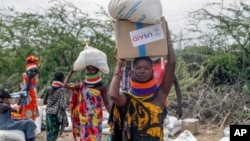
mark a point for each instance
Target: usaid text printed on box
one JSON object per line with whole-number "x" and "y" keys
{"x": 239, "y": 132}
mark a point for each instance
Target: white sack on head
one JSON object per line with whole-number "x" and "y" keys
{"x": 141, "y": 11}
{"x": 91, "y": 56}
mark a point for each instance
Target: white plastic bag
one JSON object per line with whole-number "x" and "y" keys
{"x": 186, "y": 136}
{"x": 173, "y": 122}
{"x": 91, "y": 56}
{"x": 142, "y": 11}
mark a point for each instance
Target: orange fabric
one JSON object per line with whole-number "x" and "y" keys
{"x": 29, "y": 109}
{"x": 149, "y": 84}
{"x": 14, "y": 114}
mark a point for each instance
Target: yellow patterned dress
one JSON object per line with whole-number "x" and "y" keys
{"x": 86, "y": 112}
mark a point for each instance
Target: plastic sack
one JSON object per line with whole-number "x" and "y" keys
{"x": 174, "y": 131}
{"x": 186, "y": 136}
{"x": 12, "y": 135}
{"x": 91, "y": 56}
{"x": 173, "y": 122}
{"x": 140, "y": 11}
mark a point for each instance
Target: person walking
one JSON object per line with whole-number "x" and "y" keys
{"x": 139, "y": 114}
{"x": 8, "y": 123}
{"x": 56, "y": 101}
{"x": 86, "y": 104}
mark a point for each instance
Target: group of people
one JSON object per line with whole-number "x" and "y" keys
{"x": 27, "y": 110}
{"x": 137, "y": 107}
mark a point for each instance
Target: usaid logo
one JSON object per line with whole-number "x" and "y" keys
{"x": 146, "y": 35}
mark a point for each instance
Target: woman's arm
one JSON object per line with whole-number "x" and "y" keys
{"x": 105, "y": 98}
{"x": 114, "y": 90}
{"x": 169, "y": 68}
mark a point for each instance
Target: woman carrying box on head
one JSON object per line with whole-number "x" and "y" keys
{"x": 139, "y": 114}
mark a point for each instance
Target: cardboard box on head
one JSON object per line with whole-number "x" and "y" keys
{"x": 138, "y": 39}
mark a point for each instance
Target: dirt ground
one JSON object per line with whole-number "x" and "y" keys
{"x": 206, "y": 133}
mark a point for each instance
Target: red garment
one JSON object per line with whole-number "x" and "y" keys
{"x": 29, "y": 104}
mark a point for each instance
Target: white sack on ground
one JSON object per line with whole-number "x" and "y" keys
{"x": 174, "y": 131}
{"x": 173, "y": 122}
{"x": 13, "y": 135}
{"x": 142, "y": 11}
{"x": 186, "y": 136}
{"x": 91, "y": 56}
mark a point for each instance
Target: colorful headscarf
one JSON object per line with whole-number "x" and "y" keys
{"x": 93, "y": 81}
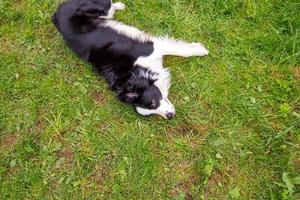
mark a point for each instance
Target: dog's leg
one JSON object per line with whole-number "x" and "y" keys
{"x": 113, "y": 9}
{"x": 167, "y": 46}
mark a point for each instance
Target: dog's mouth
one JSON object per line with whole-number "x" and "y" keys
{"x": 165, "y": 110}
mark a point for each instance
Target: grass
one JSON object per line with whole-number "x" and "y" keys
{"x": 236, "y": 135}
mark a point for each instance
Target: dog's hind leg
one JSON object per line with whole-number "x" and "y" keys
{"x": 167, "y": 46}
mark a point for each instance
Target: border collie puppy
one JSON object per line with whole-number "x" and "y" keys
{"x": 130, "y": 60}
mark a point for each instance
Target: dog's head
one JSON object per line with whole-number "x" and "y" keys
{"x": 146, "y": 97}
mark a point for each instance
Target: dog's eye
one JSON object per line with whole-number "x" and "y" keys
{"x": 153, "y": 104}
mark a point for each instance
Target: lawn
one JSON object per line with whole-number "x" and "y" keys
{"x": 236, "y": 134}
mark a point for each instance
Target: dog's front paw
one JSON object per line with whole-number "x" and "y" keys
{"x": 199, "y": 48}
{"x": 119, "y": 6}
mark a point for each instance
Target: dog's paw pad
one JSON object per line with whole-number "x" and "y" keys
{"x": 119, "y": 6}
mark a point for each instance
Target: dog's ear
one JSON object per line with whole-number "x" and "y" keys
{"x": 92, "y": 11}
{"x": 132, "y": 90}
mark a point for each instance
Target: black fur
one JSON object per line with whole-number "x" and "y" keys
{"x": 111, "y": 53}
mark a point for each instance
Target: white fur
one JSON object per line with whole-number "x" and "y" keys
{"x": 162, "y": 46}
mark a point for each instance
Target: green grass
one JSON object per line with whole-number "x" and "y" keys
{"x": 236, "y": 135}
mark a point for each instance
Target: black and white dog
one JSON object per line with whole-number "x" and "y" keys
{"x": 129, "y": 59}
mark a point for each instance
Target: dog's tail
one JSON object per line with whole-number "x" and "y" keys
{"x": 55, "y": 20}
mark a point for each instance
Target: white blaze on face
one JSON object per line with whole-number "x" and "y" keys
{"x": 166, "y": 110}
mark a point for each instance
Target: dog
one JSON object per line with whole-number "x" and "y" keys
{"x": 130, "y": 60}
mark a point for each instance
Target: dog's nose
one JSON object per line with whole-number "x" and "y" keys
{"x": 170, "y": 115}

======

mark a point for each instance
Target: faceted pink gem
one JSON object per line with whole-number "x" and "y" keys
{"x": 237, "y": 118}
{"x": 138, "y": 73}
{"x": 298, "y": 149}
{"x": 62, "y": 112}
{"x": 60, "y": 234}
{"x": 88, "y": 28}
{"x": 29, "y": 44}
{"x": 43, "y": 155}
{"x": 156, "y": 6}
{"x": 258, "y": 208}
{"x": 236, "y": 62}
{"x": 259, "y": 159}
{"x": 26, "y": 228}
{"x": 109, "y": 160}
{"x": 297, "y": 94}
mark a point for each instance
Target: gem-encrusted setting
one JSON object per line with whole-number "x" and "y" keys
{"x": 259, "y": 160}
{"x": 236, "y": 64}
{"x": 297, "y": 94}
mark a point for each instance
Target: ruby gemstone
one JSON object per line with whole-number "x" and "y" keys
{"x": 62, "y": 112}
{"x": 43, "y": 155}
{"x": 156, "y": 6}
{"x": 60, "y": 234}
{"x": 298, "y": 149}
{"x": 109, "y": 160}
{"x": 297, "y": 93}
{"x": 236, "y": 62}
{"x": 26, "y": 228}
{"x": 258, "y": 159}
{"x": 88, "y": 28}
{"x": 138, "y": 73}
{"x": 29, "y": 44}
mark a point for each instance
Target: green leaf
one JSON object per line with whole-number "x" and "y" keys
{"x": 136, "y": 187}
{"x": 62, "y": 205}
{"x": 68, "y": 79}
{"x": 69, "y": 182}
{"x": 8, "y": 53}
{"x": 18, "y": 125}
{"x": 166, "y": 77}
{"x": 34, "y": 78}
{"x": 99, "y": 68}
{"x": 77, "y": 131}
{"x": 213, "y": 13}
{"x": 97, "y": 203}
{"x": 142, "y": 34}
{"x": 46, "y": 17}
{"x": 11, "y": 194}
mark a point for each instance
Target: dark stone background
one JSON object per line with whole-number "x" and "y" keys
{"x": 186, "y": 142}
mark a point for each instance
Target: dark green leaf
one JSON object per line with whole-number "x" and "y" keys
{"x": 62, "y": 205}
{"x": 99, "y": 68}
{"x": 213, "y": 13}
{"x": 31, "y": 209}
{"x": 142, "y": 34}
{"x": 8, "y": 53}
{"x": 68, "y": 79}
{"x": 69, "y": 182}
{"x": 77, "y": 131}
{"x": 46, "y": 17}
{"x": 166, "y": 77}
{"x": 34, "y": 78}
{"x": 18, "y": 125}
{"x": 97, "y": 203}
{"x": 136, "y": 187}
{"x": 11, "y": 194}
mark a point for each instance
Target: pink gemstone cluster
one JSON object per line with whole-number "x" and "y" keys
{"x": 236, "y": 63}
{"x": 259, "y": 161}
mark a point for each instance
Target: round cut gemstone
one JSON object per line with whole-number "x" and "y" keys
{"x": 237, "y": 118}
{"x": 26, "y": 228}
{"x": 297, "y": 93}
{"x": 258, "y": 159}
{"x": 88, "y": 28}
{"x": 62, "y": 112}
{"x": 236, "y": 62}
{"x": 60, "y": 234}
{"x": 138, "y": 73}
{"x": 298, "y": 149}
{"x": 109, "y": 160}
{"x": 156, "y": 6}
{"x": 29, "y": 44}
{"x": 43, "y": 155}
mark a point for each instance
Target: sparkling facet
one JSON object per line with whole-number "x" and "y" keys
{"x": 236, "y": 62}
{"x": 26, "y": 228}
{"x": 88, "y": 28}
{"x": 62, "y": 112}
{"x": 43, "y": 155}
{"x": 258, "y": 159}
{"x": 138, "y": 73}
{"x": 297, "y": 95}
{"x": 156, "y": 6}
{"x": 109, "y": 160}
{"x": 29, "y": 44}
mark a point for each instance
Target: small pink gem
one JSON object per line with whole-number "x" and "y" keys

======

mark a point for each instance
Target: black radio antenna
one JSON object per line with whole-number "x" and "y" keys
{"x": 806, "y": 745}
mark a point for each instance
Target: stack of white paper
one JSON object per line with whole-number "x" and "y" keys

======

▸ **Instructions for the task**: Show each line of the listing that holds the string "white".

▸ **Reply**:
Target: white sack on head
Target: white plastic bag
Target: white sack on ground
Target: white fur
Target: black and white dog
Target: white blaze on face
Target: stack of white paper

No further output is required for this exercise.